Top of Extract to read
August 12, 2021

By Paulina Duran

SYDNEY (Reuters) – National Australia Bank Ltd, the third-biggest lender in the country, on Thursday posted a 10% jump in a key third-quarter profit measure and predicted a strong rebound for the Australian economy once ongoing coronavirus lockdowns are eased.

NAB’s cash profit, adjusted for non-cash and one-off items, jumped to A$1.7 billion ($1.25 billion) in the quarter ended June as the lender moved funds previously set aside for potential COVID-19 losses back into cash accounts.

Like peers such as Commonwealth Bank, NAB bounced back quickly from the pandemic as record low interest rates and government spending boosted confidence and the housing market, rendering billions set aside in bad loan provisions unnecessary.

But banks now face uncertainty again with fresh outbreaks of the Delta variant of COVID-19 triggering lockdowns across the country and fuelling concern that the world’s 13th-biggest economy could slip back into recession.

NAB Chief Executive Ross McEwan on Thursday acknowledged the uncertainties, but said he remained optimistic about the long-term outlook for Australia and New Zealand.

“The strong economic growth leading into this period, ongoing government support and customers’ relatively healthy starting positions give us confidence that once restrictions are eased, the economy will again bounce back,” McEwan said.

That optimistic tone echoes the upbeat outlook issued on Wednesday by Commonwealth Bank, NBA’s largest peer, which said it expects a quick dip in economic activity this year but strong growth in 2022.

As of July 31, NAB’s deferred loan balances associated with lockdowns that started across major cities in the country earlier that month were less than A$1 billion, it said.

Shares in NAB were 0.28% higher in late morning trading, slightly outperforming a flat broader market.

The Melbourne-based lender, which agreed to buy Citigroup Inc’s local consumer unit this week, said it wrote back credit impairment of A$112 million in the quarter, compared with bad debt charges of A$570 million last year.

It had sold a A$1.5 billion portfolio of aviation loans to “de-risk” its portfolio, it said.

NAB’s common equity tier 1 (CET1) ratio, a closely watched measure of spare cash, rose to 12.6% at end-June from 12.4% at end-March.

That was expected to come down by 85 basis points after a A$2.5 billion share buy-back announced last month, and the purchase of Citi’s Australian consumer unit.
Bottom of Extract to read
Top of Material shown
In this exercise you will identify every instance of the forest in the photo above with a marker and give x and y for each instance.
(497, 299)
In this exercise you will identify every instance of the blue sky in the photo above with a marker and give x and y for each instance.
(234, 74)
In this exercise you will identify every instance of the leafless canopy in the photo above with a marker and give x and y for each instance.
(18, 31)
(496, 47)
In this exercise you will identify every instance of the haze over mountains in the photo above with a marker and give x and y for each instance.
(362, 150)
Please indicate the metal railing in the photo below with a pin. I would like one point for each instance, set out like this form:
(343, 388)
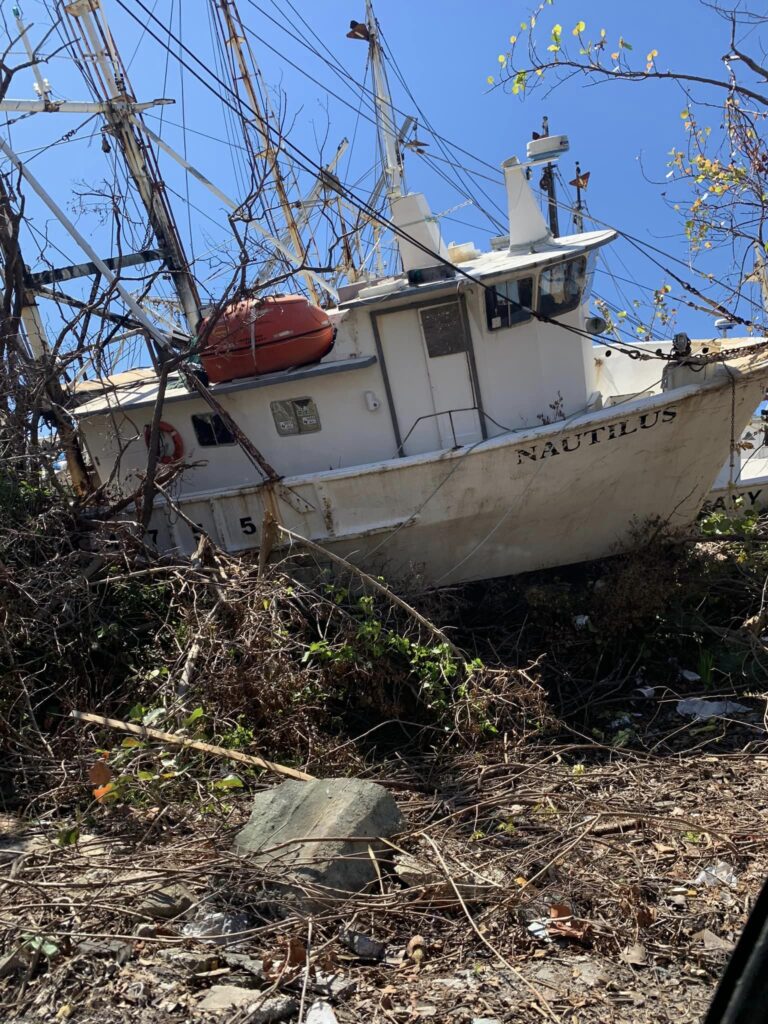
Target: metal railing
(450, 413)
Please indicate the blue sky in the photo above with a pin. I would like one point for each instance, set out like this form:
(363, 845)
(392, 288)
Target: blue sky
(622, 133)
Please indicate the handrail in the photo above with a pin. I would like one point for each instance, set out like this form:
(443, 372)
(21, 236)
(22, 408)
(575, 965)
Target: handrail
(450, 413)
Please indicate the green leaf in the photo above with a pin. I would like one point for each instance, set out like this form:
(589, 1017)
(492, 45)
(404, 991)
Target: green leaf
(136, 713)
(228, 782)
(190, 719)
(68, 837)
(44, 943)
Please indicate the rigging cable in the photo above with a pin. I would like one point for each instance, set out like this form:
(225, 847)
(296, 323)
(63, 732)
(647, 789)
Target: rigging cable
(306, 163)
Bottom of Material shown
Problem 1:
In the NAB profit article, what was the bank's CET1 ratio at the end of June?
Problem 2:
Reproduce the passage of the NAB profit article that begins at the words "NAB Chief Executive" and stops after "and New Zealand.".
The rows are not needed for any of this.

Written solution 1:
12.6%

Written solution 2:
NAB Chief Executive Ross McEwan on Thursday acknowledged the uncertainties, but said he remained optimistic about the long-term outlook for Australia and New Zealand.